## Selected extract
Last week I wrote about the fanciful “progress” talk about Afghanistan coming out of General Petraeus’ shop, showing that the security situation in Afghanistan continues to deteriorate even in areas held up by the military as positive examples. One of the facets of this drivel with which I took particular issue was the assertion of a “comprehensive civil and military effort” in Kandahar. A new report (.pdf) out today by the Special Inspector General for Afghanistan Reconstruction (SIGAR) further deflates that false narrative.

Recall that in Carlotta Gall’s NYT piece, she wrote:

“Unlike the Marja operation, [military and other administration officials] say, the one in Kandahar is a comprehensive civil and military effort that is changing the public mood as well as improving security.”

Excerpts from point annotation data
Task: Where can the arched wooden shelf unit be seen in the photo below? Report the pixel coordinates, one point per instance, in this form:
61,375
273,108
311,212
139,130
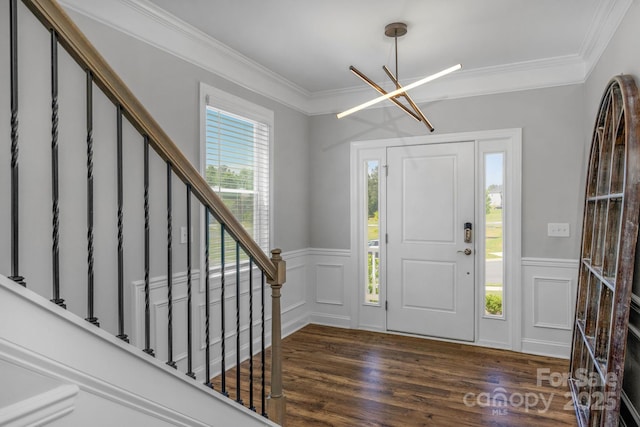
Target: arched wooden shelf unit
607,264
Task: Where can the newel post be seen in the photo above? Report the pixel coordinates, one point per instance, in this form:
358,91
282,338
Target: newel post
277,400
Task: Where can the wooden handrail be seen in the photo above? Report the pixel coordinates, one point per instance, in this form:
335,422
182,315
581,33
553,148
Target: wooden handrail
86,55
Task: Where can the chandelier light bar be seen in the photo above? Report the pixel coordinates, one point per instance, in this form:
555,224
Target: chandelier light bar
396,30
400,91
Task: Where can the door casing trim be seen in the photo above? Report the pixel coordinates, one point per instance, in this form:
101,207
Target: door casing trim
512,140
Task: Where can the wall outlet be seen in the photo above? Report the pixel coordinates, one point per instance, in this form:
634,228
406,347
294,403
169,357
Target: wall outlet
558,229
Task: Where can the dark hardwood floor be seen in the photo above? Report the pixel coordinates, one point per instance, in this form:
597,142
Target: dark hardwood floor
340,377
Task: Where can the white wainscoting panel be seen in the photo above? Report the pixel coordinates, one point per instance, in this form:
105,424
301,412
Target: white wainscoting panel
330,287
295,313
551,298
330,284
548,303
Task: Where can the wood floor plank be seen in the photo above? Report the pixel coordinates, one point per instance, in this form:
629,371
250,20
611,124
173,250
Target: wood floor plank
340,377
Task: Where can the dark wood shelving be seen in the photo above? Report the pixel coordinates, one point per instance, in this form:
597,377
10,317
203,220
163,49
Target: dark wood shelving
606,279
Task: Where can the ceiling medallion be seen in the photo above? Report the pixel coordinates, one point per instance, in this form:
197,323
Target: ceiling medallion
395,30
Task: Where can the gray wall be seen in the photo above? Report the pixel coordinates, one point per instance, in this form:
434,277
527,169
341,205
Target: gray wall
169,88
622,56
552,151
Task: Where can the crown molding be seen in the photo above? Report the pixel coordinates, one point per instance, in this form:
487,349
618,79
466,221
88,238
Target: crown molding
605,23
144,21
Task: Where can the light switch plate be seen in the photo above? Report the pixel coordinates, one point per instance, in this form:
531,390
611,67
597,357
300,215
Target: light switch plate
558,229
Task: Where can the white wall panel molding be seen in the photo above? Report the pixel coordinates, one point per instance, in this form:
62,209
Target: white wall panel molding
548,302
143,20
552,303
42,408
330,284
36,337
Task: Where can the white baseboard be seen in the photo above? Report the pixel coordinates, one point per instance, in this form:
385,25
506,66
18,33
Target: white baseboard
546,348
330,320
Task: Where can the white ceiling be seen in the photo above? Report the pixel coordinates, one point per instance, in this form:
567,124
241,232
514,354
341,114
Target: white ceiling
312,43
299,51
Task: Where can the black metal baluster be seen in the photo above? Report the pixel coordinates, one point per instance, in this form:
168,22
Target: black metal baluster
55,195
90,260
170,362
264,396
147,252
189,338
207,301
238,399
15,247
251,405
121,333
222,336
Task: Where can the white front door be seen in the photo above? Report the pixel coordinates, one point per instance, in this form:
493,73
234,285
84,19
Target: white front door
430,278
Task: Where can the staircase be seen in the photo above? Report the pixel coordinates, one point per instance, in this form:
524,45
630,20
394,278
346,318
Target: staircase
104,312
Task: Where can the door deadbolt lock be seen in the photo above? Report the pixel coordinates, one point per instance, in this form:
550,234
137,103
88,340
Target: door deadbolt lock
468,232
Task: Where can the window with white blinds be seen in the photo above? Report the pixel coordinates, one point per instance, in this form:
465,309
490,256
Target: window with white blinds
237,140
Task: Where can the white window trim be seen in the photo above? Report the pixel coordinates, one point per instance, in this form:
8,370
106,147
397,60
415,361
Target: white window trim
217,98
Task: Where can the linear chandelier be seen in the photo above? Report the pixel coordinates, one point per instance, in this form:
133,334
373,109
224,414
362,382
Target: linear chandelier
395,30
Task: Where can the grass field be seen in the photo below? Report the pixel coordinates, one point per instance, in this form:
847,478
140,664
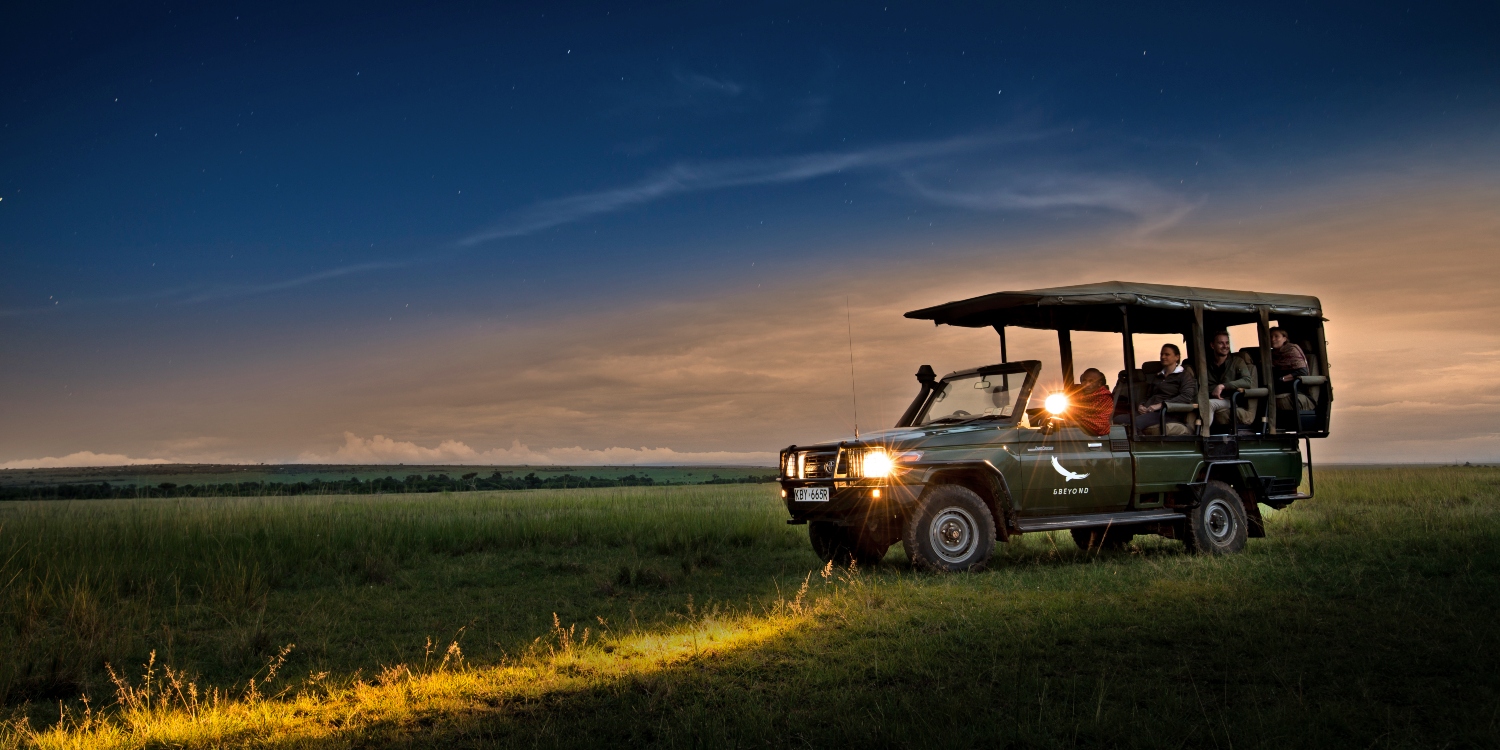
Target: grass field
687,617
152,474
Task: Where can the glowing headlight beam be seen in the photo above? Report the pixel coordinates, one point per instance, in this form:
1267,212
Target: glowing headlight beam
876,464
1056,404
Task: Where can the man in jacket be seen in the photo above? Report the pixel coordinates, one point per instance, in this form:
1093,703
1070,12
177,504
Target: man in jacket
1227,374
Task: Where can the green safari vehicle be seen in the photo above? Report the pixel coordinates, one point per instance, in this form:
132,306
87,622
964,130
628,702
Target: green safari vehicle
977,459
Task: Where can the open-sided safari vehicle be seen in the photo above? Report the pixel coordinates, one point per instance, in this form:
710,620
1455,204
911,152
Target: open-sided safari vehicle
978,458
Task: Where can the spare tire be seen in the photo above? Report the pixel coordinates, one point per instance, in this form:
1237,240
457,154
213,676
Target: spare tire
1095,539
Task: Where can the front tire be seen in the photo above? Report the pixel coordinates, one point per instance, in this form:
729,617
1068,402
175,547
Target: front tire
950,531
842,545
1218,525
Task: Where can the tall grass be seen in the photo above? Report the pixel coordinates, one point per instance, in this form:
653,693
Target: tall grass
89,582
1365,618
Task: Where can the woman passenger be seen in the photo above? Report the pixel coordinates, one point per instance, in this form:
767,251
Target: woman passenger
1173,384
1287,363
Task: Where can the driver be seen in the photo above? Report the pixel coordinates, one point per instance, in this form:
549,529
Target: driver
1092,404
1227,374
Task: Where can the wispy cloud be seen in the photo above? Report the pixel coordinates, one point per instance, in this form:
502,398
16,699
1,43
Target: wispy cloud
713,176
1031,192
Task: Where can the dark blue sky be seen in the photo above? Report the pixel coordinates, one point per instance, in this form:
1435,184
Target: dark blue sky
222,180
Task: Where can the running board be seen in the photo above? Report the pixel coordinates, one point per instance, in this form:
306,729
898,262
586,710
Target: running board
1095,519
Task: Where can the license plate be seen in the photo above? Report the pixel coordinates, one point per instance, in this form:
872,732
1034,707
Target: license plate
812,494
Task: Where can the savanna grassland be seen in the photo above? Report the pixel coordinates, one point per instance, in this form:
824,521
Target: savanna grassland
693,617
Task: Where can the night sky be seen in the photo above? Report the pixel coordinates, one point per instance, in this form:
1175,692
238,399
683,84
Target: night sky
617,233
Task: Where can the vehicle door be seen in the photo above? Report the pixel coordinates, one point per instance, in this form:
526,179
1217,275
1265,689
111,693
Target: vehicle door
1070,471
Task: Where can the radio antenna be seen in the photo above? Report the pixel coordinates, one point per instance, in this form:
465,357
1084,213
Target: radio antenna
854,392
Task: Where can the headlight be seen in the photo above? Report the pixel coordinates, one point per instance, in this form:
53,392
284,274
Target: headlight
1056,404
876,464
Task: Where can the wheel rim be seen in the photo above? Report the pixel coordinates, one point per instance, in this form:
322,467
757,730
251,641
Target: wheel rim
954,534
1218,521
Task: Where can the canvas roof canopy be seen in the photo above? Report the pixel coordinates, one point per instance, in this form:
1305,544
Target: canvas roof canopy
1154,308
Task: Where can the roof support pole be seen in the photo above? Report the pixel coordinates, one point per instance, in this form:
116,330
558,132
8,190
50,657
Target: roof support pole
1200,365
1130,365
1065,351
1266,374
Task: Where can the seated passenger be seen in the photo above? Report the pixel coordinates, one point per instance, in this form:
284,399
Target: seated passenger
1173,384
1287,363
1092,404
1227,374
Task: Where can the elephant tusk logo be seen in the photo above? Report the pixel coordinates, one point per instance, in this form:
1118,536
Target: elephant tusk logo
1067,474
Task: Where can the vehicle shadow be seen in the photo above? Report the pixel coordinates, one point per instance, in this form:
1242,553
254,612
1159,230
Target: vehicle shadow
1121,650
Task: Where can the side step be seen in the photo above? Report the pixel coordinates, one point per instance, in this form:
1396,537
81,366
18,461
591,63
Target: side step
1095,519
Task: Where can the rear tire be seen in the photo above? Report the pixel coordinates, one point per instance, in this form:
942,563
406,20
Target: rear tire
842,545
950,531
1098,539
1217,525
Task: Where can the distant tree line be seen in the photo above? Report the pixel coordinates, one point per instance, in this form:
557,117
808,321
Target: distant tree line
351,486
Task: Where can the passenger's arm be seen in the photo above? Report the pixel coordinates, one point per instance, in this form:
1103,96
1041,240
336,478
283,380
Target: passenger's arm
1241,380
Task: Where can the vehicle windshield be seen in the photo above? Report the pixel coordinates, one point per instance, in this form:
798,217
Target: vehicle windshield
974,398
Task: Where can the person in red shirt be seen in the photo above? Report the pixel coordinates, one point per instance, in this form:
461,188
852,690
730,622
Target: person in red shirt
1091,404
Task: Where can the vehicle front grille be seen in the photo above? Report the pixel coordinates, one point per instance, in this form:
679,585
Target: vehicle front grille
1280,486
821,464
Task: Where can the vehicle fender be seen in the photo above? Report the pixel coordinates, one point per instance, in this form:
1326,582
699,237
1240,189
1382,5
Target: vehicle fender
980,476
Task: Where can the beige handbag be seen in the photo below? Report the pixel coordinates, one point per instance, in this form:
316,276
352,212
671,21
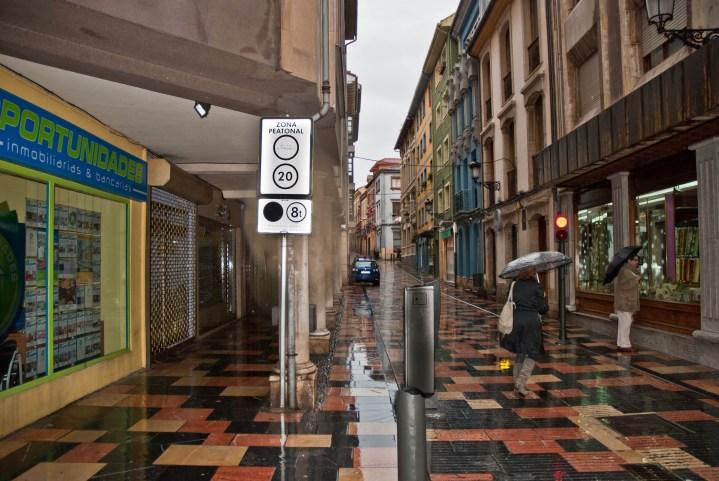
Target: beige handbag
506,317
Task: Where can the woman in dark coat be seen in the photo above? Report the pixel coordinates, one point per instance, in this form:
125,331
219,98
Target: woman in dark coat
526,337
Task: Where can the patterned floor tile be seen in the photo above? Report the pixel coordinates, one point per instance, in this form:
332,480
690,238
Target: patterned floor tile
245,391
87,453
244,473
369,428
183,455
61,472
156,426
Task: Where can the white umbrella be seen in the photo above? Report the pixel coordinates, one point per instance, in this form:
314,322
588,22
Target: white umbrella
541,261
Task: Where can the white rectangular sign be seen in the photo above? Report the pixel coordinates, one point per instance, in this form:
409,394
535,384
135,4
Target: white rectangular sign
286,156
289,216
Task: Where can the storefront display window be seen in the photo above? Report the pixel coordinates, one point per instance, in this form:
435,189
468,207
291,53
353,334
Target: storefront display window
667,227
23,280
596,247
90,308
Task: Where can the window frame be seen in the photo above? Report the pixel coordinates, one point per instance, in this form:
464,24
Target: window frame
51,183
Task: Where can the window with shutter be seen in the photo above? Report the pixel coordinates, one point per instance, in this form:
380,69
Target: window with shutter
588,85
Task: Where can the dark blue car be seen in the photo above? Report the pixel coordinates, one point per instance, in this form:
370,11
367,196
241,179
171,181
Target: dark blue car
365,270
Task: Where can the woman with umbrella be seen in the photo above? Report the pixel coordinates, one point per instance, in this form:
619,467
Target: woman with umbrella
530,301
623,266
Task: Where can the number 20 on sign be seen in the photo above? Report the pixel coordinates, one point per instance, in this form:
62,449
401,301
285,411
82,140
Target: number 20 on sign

## Tasks to perform
1 > Which places are named in the Afghanistan passage?
2 > In the listing, switch "umbrella" to "parasol" in the lines between the one holding "Task: Where can the dark blue car" and the end of the listing, inclusive, and give those lines back with nothing else changed.

## Results for each task
1 > Afghanistan, Kandahar, Marja

2 >
Task: Where can the dark blue car be seen in the photo above? Report the pixel coordinates, one point per instance, in this form:
370,11
367,196
241,179
171,181
Target: dark blue car
365,270
Task: Where can the woman with parasol be seen in the photo above? Report the pixel coordinates, one point per instance, in this form:
619,467
Target: woman with parasol
530,301
623,266
Task: Where can the number 20 on sign be seen in the photo above? Report the pixel coordinates, one point per instance, in this form:
62,449
401,301
285,411
82,140
Target: number 20 on sign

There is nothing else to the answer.